- [Excerpt to read]:

:::::

Saturday, May 28, 2011

`A Rare Humorist & Excellent Hearted Man'

What could be more gratifying than a friend becoming a friend with another of one’s friends? So it is when we learn a much-admired writer has among his favorite writers one of our favorites: Herman Melville loved the works of Charles Lamb.

On May 1, 1850, recently returned from a visit to England and the Continent, Melville wrote to Richard Henry Dana Jr., who had written a letter of introduction to Edward Moxon, his publisher in England, and given it to Melville before his departure. Moxon was Lamb’s friend and publisher, and in London gave his American visitor The Works of Charles Lamb (1848) and Thomas N. Talfourd’s Final Memorials of Charles Lamb (1848). Melville writes to Dana:

“But knowing the nature of these foggy English, &; that they are not altogether impenetrable, I began a sociable talk, and happening to make mention of Charles Lamb, and alluding to the warmth of feeling with which that charming punster is regarded in America, Mr Moxon brightened up—grew cordial—hearty;--&; going into the heart of the matter—told me that he (Lamb) was the best fellow in the world to `get drunk with’ (I use his own words) &; that he had many a time put him to bed. He concluded by offering to send me a copy of his works (not Moxon’s poetry, but Lamb’s prose) which I have by me, now. It so happened, that on the passage over, I had found a copy of Lamb in the ship’s library--&; not having previously read him much, I dived into him, &; was delighted—as every one must be with such a rare humorist &; excellent hearted man. So I was very sincere with Moxon, being fresh from Lamb.”

[From Correspondence, Vol. 14 of The Writings of Herman Melville, edited by Lynn North, 1993.]

We understand Melville’s fondness for Lamb. Both were “punsters” and otherwise comically disposed, albeit in different keys. Both fashioned a rich prose gumbo and reveled in the prose of Burton, Browne and Coleridge. Both knew suffering and loss. Among the epigraphs Melville appends to Moby-Dick (he calls them “Extracts”) are six lines from Lamb’s “Triumph of the Whale”:

“Io! Paean! Io! sing
To the funny people's King.

:::::

Pointing dataset excerpts
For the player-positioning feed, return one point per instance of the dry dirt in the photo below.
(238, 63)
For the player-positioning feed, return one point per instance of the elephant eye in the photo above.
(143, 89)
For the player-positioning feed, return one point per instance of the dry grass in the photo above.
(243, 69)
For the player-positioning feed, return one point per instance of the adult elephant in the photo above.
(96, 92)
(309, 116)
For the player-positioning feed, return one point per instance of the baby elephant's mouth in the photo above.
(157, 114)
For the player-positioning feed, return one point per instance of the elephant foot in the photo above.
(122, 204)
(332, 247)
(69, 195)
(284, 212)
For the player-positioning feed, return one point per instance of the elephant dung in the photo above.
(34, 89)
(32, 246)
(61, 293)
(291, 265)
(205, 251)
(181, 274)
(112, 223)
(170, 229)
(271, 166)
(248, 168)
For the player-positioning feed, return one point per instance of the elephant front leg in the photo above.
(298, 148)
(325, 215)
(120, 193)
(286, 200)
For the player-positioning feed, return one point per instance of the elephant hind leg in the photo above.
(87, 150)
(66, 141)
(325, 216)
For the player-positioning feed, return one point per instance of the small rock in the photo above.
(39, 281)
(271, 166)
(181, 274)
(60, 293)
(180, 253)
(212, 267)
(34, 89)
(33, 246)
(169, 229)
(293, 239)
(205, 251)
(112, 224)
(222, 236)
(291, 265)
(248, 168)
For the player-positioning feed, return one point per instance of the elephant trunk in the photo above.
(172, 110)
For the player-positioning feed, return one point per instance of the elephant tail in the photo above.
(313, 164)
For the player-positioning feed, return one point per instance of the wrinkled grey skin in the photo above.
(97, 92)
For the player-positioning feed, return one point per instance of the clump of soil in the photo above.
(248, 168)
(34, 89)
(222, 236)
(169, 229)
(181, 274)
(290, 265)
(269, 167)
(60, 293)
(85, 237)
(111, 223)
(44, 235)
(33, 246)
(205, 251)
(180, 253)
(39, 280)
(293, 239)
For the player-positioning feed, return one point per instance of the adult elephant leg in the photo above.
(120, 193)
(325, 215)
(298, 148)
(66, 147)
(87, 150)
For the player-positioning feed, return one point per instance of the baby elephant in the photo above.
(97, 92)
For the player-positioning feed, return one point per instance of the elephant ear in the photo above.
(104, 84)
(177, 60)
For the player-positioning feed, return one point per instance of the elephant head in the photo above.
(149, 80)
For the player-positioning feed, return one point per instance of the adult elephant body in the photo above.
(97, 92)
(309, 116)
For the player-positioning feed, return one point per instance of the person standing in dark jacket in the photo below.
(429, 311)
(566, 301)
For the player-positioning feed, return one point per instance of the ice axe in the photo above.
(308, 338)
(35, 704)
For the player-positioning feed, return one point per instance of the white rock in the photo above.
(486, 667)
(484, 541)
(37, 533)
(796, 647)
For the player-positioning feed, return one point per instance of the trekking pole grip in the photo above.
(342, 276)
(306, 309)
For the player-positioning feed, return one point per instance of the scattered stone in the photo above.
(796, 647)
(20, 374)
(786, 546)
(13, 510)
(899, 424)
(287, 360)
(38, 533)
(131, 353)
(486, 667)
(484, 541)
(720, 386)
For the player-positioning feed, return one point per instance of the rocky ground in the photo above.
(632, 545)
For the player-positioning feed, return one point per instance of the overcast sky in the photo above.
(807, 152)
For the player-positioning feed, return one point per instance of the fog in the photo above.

:::::

- [Problems and tasks]:
A - According to the post on Melville and Lamb, whose prose did both writers revel in? List every such writer it names.
B - In the post on Melville and Lamb, where did Melville come across a copy of Lamb during the passage over?

- [Answers for the exercise]:
A - Burton, Browne, Coleridge

B - In the ship's library.